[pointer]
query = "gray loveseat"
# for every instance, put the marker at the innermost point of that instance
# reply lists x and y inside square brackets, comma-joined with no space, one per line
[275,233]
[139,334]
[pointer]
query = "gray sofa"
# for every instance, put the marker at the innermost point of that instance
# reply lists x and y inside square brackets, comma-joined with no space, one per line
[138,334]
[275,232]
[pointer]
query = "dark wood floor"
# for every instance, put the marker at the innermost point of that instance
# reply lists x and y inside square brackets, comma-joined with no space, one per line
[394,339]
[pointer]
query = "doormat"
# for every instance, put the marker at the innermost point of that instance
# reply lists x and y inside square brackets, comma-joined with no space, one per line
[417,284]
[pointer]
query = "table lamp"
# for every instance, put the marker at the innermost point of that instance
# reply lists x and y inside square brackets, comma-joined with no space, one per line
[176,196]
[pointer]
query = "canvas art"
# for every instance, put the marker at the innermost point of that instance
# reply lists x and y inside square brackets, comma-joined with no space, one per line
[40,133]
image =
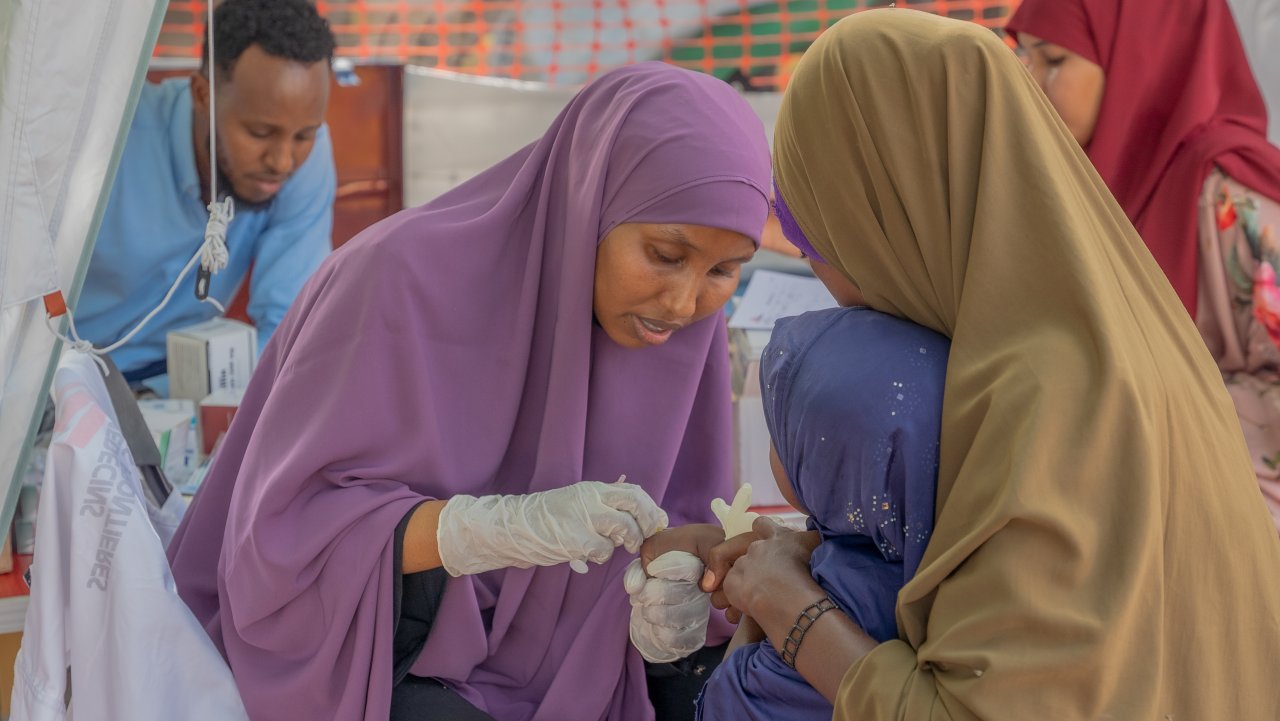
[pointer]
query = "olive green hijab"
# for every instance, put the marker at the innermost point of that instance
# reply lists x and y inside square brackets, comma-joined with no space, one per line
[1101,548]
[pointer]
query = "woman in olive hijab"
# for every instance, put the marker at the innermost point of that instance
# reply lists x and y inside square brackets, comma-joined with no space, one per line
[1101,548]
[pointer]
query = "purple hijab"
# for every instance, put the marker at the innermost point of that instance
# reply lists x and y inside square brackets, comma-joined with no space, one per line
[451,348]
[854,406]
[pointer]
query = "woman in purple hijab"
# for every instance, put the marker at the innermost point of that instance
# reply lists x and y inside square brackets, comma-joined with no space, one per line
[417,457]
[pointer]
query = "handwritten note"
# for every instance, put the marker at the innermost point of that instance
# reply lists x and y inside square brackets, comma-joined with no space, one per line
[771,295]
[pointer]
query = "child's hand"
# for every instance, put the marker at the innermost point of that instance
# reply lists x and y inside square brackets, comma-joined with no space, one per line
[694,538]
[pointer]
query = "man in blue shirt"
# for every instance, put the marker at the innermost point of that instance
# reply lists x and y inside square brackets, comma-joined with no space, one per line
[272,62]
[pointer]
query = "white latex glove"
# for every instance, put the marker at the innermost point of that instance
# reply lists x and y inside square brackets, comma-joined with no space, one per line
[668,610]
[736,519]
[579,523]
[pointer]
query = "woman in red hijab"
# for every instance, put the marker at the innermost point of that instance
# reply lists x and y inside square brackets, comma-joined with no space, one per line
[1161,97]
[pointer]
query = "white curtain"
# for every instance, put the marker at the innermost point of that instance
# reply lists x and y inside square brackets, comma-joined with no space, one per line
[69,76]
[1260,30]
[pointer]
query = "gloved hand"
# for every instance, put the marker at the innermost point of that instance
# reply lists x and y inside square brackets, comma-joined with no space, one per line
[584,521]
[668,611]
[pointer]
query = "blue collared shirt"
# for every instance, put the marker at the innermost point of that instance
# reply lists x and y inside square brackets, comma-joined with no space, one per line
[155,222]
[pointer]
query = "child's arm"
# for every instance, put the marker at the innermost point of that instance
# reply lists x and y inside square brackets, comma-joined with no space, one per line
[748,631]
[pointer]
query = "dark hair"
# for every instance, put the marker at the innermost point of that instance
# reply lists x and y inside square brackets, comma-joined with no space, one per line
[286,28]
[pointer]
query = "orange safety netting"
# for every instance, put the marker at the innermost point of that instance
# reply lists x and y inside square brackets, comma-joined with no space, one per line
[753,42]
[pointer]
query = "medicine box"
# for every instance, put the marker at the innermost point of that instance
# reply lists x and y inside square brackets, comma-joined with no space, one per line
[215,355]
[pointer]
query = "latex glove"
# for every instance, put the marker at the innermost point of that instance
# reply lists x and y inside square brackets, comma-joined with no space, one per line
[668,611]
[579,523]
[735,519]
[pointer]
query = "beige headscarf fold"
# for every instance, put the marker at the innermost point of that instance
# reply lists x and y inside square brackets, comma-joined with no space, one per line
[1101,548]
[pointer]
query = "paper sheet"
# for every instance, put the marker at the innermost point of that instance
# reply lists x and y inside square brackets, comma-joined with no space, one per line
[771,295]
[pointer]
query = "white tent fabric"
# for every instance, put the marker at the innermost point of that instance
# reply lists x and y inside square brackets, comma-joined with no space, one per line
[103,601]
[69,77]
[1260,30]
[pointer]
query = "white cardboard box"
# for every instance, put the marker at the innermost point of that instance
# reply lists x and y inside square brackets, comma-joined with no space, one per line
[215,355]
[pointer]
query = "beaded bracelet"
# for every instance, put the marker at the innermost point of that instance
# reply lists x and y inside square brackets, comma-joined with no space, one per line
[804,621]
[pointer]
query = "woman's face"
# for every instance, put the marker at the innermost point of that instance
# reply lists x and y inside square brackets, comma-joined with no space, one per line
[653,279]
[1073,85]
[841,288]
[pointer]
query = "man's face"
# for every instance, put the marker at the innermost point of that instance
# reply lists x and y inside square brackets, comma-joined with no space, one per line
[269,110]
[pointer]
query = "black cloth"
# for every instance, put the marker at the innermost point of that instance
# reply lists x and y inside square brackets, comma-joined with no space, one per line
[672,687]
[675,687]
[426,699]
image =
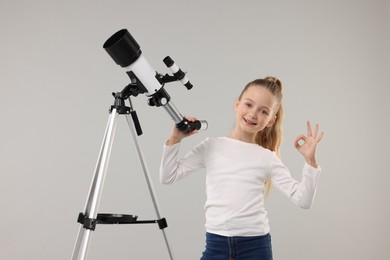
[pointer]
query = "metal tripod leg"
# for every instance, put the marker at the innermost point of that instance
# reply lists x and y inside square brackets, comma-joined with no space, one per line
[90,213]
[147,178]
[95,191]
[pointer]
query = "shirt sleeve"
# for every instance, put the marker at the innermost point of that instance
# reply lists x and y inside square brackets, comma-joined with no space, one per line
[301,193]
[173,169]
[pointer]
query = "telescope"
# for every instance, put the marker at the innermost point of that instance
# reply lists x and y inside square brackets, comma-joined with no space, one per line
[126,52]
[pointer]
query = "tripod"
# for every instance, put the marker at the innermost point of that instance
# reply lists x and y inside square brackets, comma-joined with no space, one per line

○ ○ ○ ○ ○ ○ ○

■ EXERCISE DESCRIPTION
Transcribe the preceding listing in its entirety and with exact wording, leaving out pictures.

■ RIGHT ANSWER
[pointer]
query = "gray loveseat"
# for every instance, put the marker at the innermost point of that instance
# reply lists x and y inside square brackets, comma-joined with no space, one per line
[275,233]
[139,334]
[pointer]
query = "gray sofa"
# for every instance, put the marker at the innermost point of that instance
# reply lists x and y inside square brackets, comma-joined with no space, one per line
[138,334]
[275,232]
[pointer]
query = "dark wood floor"
# for every instance, put the marker at the innermost point of that instance
# reply lists x and y inside square brackets, comma-joined with no space, one per line
[394,339]
[pointer]
query = "doormat"
# for every instance, put the marker at the innermost point of that instance
# reply lists x and y inside square brackets, comma-joined with no space, one per line
[417,284]
[pointer]
query = "table lamp"
# for every instance, put the marker at the innermost point of that instance
# reply lists x and y inside square brackets, comma-joined with no space, one per line
[176,196]
[pointer]
query = "canvas art"
# for every instance, put the marker at the innermost point of that instance
# reply lists x and y inside square brackets, comma-joined with no space, one per line
[40,133]
image =
[pointer]
query = "olive green hijab"
# for every instance, put the marker at the innermost point of that instance
# reply lists x and y inside square brackets, comma-joined with no space, one per line
[1101,548]
[pointer]
query = "woman in olive hijab"
# for every instance, put the marker at the innermost point of that instance
# reply lists x and y inside square brackets, comma-joined with no space, one per line
[1101,548]
[pointer]
query = "purple hijab"
# for every instance, put the marker at the innermost point of that instance
# reply lists x and y inside square brackets, comma-joined with no space, one per line
[451,348]
[854,406]
[pointer]
query = "woman in purple hijab"
# for every instance, put the marker at the innermost point of that instance
# reply lists x and y inside square brackets, comma-joined with no space, one per line
[417,457]
[pointer]
query = "handwritten note"
# for every instance, put the marker at the innermost point of that instance
# reply lists x and y inside square brackets, comma-joined with no space, one per line
[771,295]
[pointer]
query = "child's hand"
# for every instance, put the marker at the innermost point of that instance
# reply lists x and y inside square brackets, comma-joined with no space, one per line
[694,538]
[pointer]
query = "man in blue shirt"
# for every instance, put the marker at the innermost point of that instance
# reply lists x and y inside square brackets, comma-joined with no space, one per line
[272,62]
[pointer]
query = "white latex glove"
# for every instance, put the marker at the innermost point of that instance
# reply lists x and y inside square brackets, comma-joined with no space, one per line
[668,610]
[736,519]
[579,523]
[pointer]
query = "woman in red hijab"
# for every instance, put the marker at the innermost point of that instance
# reply lists x and y inside square brackets, comma-joined with no space, one per line
[1161,97]
[pointer]
query = "white curtain"
# for every instance, put the marker at the innermost point of that instance
# reply lists x and y inside square brackets, comma-joined with no space, one per line
[69,76]
[1260,30]
[pointer]
query = "gloved hand"
# for every instance, put the marker at the innermost point of that instance
# reply lists x and y inside square brackets, comma-joined with no space, one per line
[584,521]
[668,611]
[pointer]
query = "blue collared shirt"
# for every instance, put the marker at the innermost point of that instance
# reply lists x and y inside square brackets, comma-joined with no space, one per line
[155,222]
[pointer]
query = "child's arm"
# for every instance, put the marker at the innermost point of that instance
# reply lists x and y inside square brackets, comma-joined with no space, one per line
[748,631]
[pointer]
query = "dark hair"
# for every instance, put the marker at the innermost point of that instance
# reply lists x and y inside square brackets, comma-joined with no space, one per line
[286,28]
[pointer]
query = "orange safety netting"
# for every instance, put the marker at the innermost point of that instance
# reply lists x and y inside square brackets, comma-joined with no space, one per line
[753,42]
[pointer]
query = "medicine box"
# for every instance, put the marker at the innermost point of that instance
# reply lists x and y inside square brackets, comma-joined with no space, one per line
[215,355]
[pointer]
query = "latex glove"
# for every instance, put the marker at the innermost point of that instance
# reply lists x and y inside square brackets, comma-joined with no space, one per line
[668,611]
[579,523]
[735,519]
[pointer]
query = "beige headscarf fold"
# for every instance, put the marker at the innermost point of that instance
# reply lists x and y inside square brackets, comma-joined with no space, one per line
[1101,548]
[pointer]
query = "paper sheet"
# for every instance, put the marker at the innermost point of that instance
# reply lists x and y inside square brackets, comma-joined with no space, one per line
[771,295]
[pointer]
query = "white tent fabric"
# for every instance, put the marker at the innermost point of that instance
# reply lists x and y inside square brackets, comma-joined with no space, one per line
[103,601]
[69,77]
[1260,30]
[pointer]
query = "white cardboard box"
# for every instance, put the marker at the innermost point of that instance
# reply lists x and y inside square brackets, comma-joined with no space, one per line
[215,355]
[pointer]
query = "beaded bracelet"
# for every instance, put the marker at the innermost point of that instance
# reply lists x and y inside square brackets, comma-joined with no space, one per line
[804,621]
[pointer]
query = "woman's face"
# for every instance, put the marker at the innermost point of that instance
# reply lists x and y inside square brackets, comma-joined with no space, one per line
[653,279]
[1073,85]
[841,288]
[pointer]
query = "man's face"
# for every instance, put the marker at the innermost point of that instance
# reply lists x and y inside square brackets, comma-joined with no space, one per line
[269,110]
[pointer]
query = "black cloth"
# for every instance, put the marker at the innermost point of that instance
# reply lists x and y inside square brackets, comma-joined with no space, one per line
[672,687]
[675,687]
[426,699]
image =
[pointer]
query = "metal tripod leg"
# for every instance, put the marker at the innermost point of that instance
# reply lists x and y inside square brackets, comma-joined with no space, one per line
[90,213]
[147,178]
[95,191]
[pointer]
query = "shirt sleeve"
# for every instance, put the marker at the innermost point of that instance
# reply lists x and y inside square brackets, comma-joined with no space, one per line
[301,193]
[173,169]
[pointer]
query = "telescope"
# for every instance, put the marker at the innermost point of that instance
# reply lists x and y inside square brackets, comma-joined with no space, one per line
[126,52]
[pointer]
query = "tripod"
# for every instance, put the marker at the innermost point of that instance
# reply lists x and y inside square brackets, comma-joined with no space, one per line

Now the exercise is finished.